(Stored data entries)

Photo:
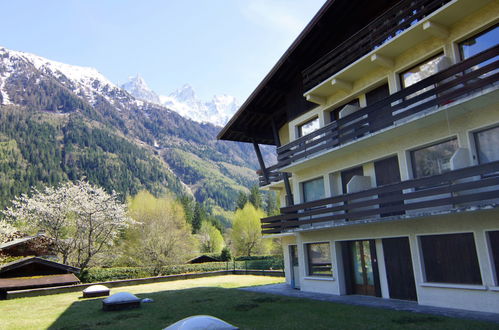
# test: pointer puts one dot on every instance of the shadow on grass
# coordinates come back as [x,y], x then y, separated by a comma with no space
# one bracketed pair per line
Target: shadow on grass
[247,310]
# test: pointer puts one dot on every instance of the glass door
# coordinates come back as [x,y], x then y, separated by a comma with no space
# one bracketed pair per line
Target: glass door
[362,270]
[295,267]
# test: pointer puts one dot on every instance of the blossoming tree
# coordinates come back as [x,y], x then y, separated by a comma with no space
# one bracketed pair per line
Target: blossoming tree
[82,219]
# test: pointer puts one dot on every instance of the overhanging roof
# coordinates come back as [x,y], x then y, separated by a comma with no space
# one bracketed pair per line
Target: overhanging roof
[20,283]
[26,261]
[270,103]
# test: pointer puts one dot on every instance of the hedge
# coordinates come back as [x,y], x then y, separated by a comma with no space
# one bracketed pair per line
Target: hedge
[124,273]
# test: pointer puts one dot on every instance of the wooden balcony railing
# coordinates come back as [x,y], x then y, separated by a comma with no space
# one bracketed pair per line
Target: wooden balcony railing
[273,175]
[463,188]
[443,88]
[391,23]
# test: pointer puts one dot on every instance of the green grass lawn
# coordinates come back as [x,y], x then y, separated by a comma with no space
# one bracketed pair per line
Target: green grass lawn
[217,296]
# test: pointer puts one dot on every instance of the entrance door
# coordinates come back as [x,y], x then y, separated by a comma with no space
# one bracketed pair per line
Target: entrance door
[399,272]
[381,117]
[361,268]
[295,268]
[387,172]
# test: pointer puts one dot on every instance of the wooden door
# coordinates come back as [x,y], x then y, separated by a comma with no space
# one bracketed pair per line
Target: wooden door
[361,268]
[347,175]
[295,267]
[387,172]
[399,271]
[381,117]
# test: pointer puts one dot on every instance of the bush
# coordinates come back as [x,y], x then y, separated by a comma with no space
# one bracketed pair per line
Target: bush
[225,255]
[124,273]
[92,275]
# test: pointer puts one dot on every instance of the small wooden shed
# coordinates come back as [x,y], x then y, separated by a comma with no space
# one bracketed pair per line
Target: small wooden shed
[35,272]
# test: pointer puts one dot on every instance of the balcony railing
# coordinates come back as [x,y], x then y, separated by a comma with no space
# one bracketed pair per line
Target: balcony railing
[441,89]
[464,188]
[273,175]
[391,23]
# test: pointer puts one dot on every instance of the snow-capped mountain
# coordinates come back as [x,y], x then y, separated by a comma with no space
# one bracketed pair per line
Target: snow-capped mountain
[85,82]
[217,111]
[85,126]
[137,86]
[184,101]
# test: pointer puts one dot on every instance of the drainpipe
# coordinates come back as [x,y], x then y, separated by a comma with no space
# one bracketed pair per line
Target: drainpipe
[260,161]
[285,176]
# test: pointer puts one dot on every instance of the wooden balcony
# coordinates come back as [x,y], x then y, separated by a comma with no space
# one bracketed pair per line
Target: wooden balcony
[462,189]
[272,175]
[462,80]
[392,23]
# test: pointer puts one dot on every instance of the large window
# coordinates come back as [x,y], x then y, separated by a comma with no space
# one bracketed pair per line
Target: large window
[308,127]
[319,259]
[313,190]
[479,43]
[434,159]
[487,145]
[450,258]
[421,71]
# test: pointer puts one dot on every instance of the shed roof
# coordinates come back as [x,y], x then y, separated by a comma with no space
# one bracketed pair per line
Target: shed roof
[26,261]
[20,283]
[16,241]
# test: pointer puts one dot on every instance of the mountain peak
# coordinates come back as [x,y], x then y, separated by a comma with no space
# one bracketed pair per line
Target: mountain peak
[185,94]
[139,89]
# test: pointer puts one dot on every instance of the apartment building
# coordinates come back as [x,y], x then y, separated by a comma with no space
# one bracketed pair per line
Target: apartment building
[386,121]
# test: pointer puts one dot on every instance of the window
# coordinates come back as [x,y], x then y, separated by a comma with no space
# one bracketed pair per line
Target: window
[319,259]
[421,71]
[335,114]
[308,127]
[487,142]
[433,160]
[450,258]
[479,43]
[313,190]
[347,175]
[494,249]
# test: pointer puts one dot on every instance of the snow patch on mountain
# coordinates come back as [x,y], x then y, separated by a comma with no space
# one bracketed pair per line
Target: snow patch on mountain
[184,101]
[87,81]
[139,89]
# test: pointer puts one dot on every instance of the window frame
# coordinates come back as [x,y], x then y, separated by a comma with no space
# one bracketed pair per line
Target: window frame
[302,188]
[299,132]
[475,140]
[310,271]
[400,74]
[424,259]
[474,35]
[434,143]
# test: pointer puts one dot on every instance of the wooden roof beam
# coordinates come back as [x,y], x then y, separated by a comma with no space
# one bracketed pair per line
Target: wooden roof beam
[342,84]
[435,29]
[382,61]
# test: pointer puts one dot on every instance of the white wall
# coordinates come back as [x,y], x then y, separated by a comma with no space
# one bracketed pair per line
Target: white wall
[483,297]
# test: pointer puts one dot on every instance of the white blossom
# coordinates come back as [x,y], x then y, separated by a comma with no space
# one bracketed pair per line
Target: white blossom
[82,219]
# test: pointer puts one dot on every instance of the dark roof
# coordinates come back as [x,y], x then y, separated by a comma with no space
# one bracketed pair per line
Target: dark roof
[26,261]
[279,97]
[16,242]
[19,283]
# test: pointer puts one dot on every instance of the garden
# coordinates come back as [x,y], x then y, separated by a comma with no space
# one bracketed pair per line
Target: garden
[217,296]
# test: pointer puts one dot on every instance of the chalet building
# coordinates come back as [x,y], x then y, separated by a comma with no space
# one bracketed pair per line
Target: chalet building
[386,121]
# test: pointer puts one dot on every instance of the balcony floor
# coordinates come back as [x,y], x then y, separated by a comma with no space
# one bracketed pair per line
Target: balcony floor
[405,217]
[284,289]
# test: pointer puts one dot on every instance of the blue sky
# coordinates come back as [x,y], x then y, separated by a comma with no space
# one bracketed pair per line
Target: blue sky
[217,46]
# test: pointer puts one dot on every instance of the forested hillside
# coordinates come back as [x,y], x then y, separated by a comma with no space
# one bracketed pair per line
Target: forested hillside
[60,122]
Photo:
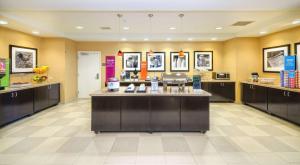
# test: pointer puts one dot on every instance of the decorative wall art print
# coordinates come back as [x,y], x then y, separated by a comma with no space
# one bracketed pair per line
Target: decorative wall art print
[156,62]
[179,64]
[22,59]
[132,61]
[297,53]
[203,60]
[273,58]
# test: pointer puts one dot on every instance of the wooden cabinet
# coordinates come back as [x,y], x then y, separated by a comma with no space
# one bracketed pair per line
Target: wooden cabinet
[255,96]
[293,107]
[106,114]
[15,105]
[221,91]
[277,102]
[282,103]
[46,96]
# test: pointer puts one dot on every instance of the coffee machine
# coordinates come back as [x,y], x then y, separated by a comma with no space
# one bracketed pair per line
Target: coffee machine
[2,71]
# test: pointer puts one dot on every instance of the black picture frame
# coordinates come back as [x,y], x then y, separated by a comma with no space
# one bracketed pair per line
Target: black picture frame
[11,47]
[212,59]
[288,46]
[164,68]
[188,62]
[140,61]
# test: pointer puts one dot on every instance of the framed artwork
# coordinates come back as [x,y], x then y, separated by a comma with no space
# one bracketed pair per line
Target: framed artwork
[156,62]
[203,60]
[297,53]
[179,64]
[273,58]
[22,59]
[132,61]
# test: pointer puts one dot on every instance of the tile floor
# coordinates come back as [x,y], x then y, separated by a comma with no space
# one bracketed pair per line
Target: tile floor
[62,136]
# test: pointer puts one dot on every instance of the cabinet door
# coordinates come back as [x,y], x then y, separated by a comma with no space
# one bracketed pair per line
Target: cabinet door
[135,113]
[106,114]
[54,94]
[294,107]
[7,111]
[194,113]
[40,98]
[247,94]
[24,102]
[216,91]
[260,98]
[228,91]
[277,102]
[165,113]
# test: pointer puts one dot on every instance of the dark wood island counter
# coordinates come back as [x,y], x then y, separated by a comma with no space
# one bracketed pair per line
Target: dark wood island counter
[167,111]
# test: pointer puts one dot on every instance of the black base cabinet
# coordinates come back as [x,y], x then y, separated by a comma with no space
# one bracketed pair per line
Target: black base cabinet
[24,102]
[221,91]
[46,96]
[150,113]
[281,103]
[255,96]
[15,105]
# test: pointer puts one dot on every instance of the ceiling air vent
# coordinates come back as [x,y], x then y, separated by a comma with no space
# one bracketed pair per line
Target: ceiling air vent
[105,28]
[242,23]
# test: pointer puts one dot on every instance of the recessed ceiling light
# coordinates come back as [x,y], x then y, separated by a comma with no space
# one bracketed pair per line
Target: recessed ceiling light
[297,21]
[79,27]
[126,28]
[2,22]
[35,32]
[263,32]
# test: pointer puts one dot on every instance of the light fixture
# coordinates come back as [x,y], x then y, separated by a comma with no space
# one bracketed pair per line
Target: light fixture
[2,22]
[79,27]
[181,53]
[35,32]
[150,53]
[263,32]
[126,28]
[120,53]
[297,21]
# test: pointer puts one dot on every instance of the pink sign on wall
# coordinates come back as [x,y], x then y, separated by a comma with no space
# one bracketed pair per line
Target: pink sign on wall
[110,67]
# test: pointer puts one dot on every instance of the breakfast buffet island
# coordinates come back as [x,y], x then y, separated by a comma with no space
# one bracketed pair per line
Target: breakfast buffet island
[153,111]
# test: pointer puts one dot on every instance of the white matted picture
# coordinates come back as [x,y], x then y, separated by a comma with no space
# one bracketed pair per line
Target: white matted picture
[179,64]
[203,60]
[297,53]
[273,58]
[132,61]
[22,59]
[156,62]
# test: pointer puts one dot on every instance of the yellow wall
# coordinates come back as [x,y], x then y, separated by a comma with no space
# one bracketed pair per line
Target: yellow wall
[111,48]
[290,36]
[58,53]
[241,59]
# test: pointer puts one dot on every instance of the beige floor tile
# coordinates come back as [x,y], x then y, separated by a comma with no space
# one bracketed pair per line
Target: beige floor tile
[248,144]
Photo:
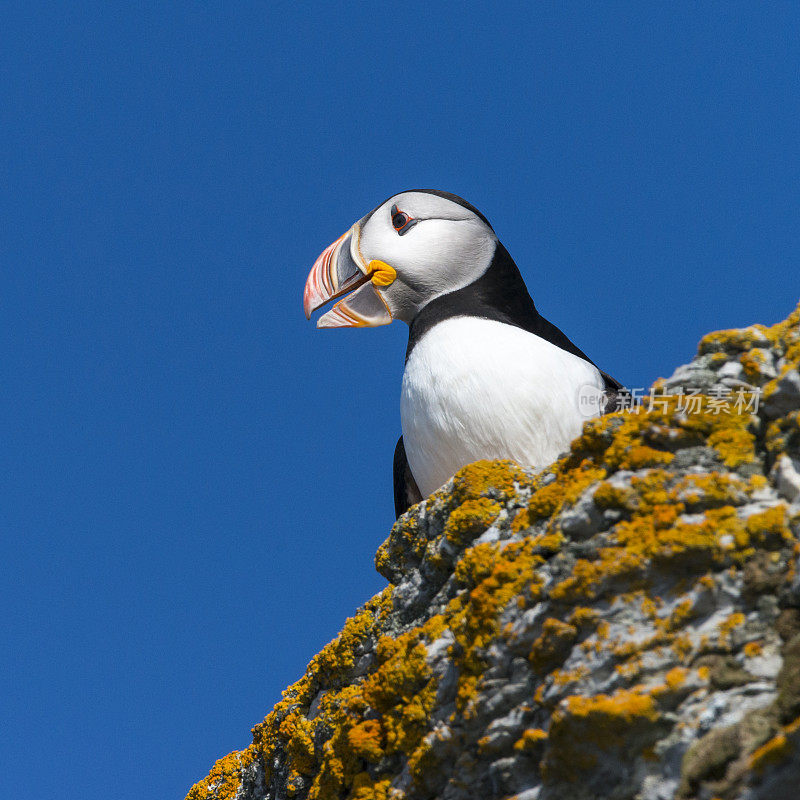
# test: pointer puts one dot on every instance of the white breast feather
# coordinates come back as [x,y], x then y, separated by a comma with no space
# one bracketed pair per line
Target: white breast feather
[476,388]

▶ _What to produce_
Extract, character for character, every line from the one that holds "the yellow wall" through the end of the entries above. Include both boundary lines and no pictures.

▶ _Final answer_
# test: pointer puts one dot on every instance of the yellow wall
# coordinates come back as [x,y], x then y, separated by a comma with no space
# one bracketed pair per line
Target: yellow wall
[111,48]
[290,36]
[58,53]
[241,59]
# test: pointer puts one dot on every instance of the beige floor tile
# coordinates come back as [x,y], x then y, separated by a comma with no space
# one bracketed pair per line
Target: beige floor tile
[248,144]
Photo:
# test: pointer puts one dot on every instance of the white breast feather
# coordinates come back as [x,y], x then y, separated by a comma with no space
# one bracketed pair per line
Target: white breast feather
[476,388]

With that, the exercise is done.